== WHAT YOU ARE ASKED TO DO ==
In the entries below, count every line that has the string "position", and answer with that count alone.

Dataset excerpts

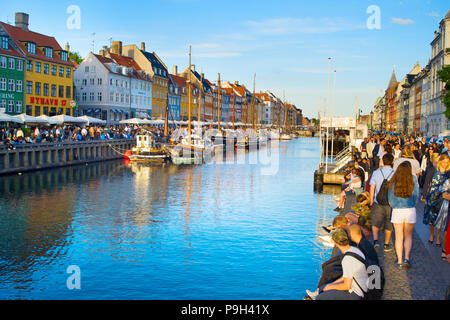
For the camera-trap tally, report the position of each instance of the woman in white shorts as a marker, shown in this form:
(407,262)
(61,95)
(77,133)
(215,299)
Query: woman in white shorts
---
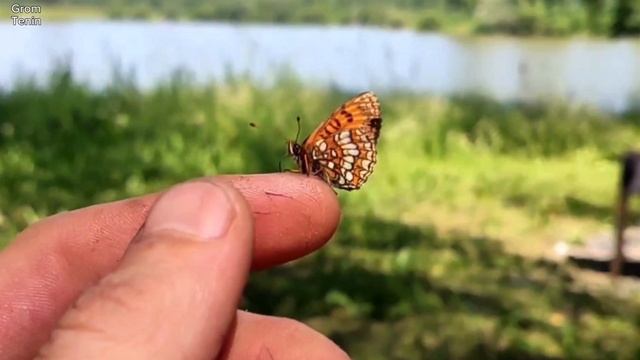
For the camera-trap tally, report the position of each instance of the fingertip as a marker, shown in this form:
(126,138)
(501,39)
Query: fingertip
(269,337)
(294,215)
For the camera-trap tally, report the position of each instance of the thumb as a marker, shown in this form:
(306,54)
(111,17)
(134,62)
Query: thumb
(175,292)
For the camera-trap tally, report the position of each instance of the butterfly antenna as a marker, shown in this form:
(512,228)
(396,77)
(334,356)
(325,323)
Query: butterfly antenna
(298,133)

== RESULT FOR THIS TASK ==
4